begin Page text

Abstract:
Techniques are described that enables controlling the TNULL characteristic of a self-compensated oscillator by controlling the magnitude and direction of the frequency deviation versus temperature, and thus, compensating the frequency deviation.

Description:
BACKGROUND 
       [0001]    In U.S. Pat. No. 8,072,281 (“Hanafi”), entitled “Method, system and apparatus for accurate and stable LC-based reference oscillators,” issued Dec. 6, 2011 and incorporated herein by reference, the Temperature Null (TNULL) phenomenon has been analyzed and illustrated. On operating an LC tank at its TNULL phase, the oscillation frequency exhibits minimal frequency variation versus temperature. Related U.S. Pat. No. 8,884,718 entitled “Method and apparatus to control the LC tank temperature null characteristic in a highly stable LC oscillator,” issued Nov. 11, 2014, is also incorporated hereby by reference. 
         [0002]    The oscillator which can force the LC tank to oscillate at its TNULL phase utilizing the TNULL phenomenon is said to be a “TNULL oscillator”. It is also called a “Self-Compensated Oscillator” in the sense that it exhibits minimal frequency variations across temperature without the need for external compensation circuitry. It is denoted as “SCO” for simplicity. 
         [0003]      FIG. 1  presents the generic SCO. The oscillator consists of:
       1. An LC tank circuit  101  to define the oscillating frequency.   2. A g m -cell  103  to compensate the losses of the tank circuit to start and sustain oscillations.   3. A phase block (Φ)  105  to adjust the phase of the tank impedance.       
 
         [0007]    Herein, the phase Φ is programmed such that it is as close as possible to the inverted tank TNULL phase “−Φ GNULL ”; thus the phase of the tank impedance becomes Φ GNULL . This is achieved by equating the frequency at the temperature range extremes T o −ΔT and T o −ΔT. In this case, the frequency deviates within this temperature range by the oscillator inherent behavior and no mechanism is applied to control the oscillator behavior. 
         [0008]    The profile of the frequency variation versus temperature at the TNULL phase is denoted by the “Temperature Null Characteristic” or the “TNULL Characteristic”. 
         [0009]    In Hanafi, a first order model for the tank variation versus temperature was analyzed and the theoretical expectation for the TNULL characteristic was introduced as shown in  FIG. 2 . The first order model of the tank versus temperature included the temperature variations of the inductor DC (direct current) losses only.

end Page text
begin Records to use

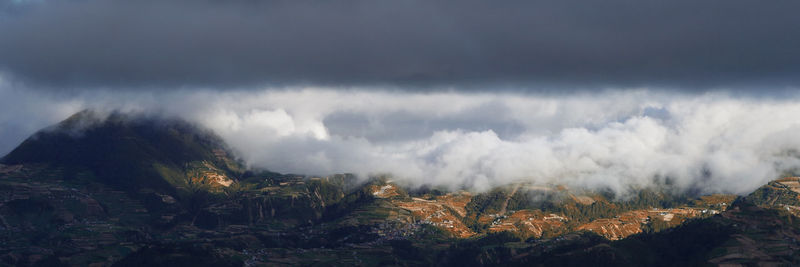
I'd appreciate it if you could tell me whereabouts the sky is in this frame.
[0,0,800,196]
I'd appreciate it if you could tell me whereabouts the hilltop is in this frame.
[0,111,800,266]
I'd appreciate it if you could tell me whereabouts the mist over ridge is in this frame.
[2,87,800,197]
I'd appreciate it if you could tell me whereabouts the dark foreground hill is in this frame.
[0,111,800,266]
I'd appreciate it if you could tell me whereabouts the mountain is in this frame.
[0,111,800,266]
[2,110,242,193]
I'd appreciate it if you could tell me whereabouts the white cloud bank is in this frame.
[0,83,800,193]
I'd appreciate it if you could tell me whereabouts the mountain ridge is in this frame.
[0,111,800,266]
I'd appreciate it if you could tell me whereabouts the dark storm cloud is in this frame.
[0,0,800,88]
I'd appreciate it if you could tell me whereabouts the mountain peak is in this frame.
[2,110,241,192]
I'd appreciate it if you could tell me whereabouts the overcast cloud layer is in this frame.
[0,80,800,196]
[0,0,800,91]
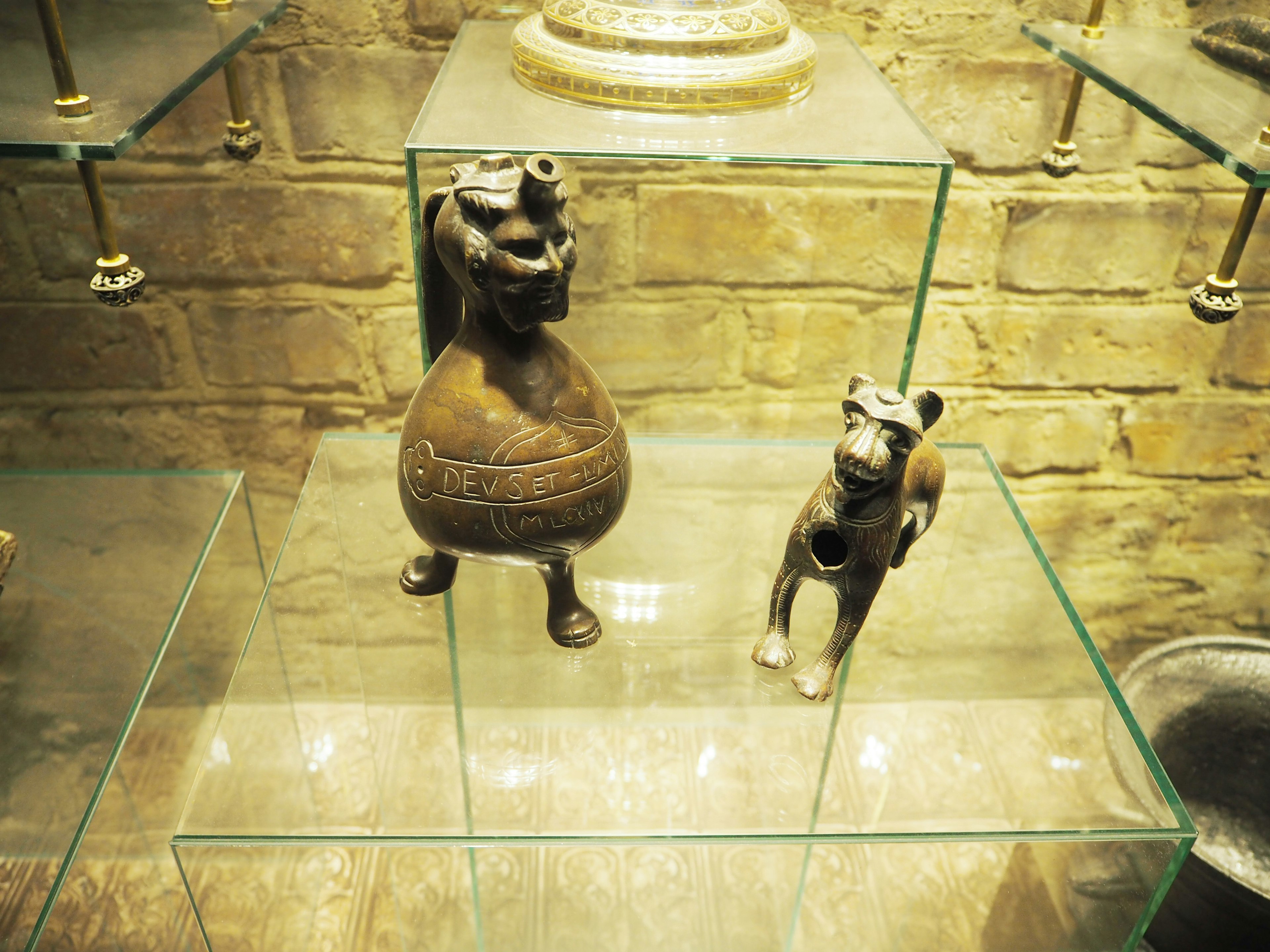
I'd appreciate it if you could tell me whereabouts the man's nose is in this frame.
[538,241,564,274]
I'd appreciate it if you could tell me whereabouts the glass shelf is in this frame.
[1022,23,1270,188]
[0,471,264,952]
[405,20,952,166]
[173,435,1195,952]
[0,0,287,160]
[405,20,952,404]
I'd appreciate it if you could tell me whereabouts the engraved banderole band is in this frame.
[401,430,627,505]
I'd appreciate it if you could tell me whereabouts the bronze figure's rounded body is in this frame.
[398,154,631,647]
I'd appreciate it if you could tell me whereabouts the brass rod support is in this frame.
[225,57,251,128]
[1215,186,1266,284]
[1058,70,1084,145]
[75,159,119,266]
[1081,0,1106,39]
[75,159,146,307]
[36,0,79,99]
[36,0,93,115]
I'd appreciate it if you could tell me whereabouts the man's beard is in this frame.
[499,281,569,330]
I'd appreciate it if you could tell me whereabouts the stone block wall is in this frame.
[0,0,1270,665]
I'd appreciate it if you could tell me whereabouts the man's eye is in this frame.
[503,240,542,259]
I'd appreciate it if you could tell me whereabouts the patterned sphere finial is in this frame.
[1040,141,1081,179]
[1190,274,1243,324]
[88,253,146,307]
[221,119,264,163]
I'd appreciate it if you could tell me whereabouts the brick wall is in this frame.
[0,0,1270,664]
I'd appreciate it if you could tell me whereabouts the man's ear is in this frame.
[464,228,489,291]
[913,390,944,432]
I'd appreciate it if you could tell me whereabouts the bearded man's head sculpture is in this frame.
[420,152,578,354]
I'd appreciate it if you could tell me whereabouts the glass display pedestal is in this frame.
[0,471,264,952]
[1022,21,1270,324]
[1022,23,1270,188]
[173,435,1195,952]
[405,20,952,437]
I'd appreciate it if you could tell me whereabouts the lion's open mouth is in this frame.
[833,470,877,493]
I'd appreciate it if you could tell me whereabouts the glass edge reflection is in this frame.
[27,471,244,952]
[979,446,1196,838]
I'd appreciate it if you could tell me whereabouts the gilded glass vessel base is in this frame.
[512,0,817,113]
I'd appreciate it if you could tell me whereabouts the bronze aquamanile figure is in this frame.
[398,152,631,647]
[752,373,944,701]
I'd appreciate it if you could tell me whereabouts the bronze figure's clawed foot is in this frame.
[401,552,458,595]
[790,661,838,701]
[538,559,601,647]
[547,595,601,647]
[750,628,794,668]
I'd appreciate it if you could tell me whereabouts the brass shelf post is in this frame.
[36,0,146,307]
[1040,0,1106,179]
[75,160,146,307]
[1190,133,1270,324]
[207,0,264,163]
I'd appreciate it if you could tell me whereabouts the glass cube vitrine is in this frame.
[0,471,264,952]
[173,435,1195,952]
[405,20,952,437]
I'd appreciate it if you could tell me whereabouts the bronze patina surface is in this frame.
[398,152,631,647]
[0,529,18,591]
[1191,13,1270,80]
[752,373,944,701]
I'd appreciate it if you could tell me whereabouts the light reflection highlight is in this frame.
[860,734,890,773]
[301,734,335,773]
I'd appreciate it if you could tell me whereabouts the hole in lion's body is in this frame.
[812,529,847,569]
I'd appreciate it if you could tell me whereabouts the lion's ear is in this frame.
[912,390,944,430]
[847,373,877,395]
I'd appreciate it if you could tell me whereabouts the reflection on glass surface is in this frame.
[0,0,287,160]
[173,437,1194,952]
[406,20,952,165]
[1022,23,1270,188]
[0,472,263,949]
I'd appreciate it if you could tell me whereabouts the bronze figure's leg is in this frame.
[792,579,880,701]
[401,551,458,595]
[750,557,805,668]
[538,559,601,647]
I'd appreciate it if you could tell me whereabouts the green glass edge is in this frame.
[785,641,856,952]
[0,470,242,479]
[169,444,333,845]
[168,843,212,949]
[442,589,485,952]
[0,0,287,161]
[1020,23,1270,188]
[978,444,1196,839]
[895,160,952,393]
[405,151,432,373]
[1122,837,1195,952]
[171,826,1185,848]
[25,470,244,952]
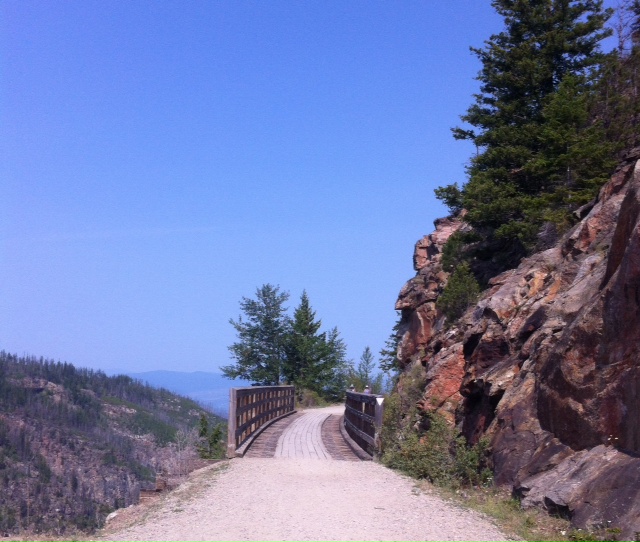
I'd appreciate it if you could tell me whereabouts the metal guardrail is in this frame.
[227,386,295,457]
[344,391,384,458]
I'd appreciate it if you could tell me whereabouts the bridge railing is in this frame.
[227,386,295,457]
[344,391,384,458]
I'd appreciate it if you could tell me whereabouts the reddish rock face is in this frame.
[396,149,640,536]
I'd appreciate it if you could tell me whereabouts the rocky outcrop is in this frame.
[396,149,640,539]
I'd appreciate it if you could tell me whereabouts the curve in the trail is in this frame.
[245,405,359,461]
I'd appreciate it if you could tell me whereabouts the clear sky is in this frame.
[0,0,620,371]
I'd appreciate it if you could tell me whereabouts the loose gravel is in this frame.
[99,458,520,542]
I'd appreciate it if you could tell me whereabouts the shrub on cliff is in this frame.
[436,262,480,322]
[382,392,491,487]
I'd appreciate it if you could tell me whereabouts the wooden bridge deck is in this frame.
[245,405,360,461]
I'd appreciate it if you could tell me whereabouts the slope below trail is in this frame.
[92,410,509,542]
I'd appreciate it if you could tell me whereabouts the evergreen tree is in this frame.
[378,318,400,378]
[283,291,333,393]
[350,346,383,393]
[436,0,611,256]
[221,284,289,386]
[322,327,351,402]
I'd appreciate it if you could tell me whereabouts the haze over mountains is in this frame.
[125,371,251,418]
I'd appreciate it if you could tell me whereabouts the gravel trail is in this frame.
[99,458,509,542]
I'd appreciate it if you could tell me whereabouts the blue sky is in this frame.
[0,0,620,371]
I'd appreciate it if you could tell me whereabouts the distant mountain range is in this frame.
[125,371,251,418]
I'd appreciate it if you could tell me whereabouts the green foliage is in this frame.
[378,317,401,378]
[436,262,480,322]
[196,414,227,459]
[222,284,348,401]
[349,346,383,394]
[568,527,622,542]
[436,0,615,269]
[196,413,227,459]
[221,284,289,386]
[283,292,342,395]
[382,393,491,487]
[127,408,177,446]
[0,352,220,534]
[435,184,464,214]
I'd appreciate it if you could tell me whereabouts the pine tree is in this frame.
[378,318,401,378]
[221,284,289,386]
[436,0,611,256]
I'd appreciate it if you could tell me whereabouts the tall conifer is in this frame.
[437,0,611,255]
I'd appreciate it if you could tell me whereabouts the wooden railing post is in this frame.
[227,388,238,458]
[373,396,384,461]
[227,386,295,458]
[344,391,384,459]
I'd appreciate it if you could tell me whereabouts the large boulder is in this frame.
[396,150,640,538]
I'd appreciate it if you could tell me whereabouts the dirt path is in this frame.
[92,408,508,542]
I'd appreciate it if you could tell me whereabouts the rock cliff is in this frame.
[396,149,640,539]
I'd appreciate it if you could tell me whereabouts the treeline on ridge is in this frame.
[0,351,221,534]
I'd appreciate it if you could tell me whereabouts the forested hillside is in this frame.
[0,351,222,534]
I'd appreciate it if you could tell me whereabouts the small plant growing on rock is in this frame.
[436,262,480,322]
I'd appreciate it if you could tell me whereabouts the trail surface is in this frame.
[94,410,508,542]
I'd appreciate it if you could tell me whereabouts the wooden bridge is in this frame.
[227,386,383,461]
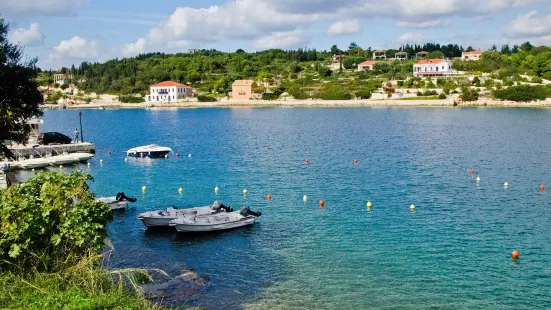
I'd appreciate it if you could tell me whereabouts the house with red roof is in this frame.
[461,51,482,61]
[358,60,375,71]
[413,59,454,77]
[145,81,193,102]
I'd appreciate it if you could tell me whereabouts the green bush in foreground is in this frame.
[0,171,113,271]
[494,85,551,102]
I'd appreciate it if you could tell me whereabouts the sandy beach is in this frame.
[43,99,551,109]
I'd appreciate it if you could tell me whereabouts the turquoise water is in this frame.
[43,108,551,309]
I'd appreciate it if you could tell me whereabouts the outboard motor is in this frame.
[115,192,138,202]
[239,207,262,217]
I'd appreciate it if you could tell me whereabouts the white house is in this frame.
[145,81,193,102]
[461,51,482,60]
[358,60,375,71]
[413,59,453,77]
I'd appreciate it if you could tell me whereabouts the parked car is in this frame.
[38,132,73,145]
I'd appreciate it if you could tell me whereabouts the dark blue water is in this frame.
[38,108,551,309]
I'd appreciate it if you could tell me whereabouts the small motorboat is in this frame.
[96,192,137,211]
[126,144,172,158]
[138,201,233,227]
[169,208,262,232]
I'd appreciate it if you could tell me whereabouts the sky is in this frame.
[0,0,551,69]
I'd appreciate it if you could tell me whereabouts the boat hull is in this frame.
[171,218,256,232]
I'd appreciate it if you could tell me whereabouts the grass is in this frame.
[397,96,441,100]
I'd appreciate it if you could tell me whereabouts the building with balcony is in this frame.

end Records to use

= Set task A =
According to the patent description, what components make up the generic SCO shown in FIG. 1? List each one with its reference numeral.
= Set task B =
In the records, retype every line from the line containing "rounded body is in this frame." through the line containing "[503,240,542,259]".

= Task solution A =
1. An LC tank circuit, 101
2. A gm-cell, 103
3. A phase block (Φ), 105

= Task solution B =
I'd appreciate it if you could tell me whereabouts the bronze figure's rounded body is in this frame.
[398,154,631,647]
I'd appreciate it if you could tell me whereabouts the brass rod support is in this frame.
[225,57,251,128]
[1215,186,1266,284]
[1058,70,1084,145]
[75,159,119,266]
[1081,0,1106,39]
[75,159,146,307]
[36,0,79,99]
[36,0,93,115]
I'd appreciate it if you could tell me whereabouts the man's beard is in this frame.
[499,281,569,330]
I'd appreciate it if you could tell me whereabouts the stone block wall is in this frame.
[0,0,1270,665]
I'd appreciate it if you could tell me whereabouts the man's eye is in this frame.
[503,240,542,259]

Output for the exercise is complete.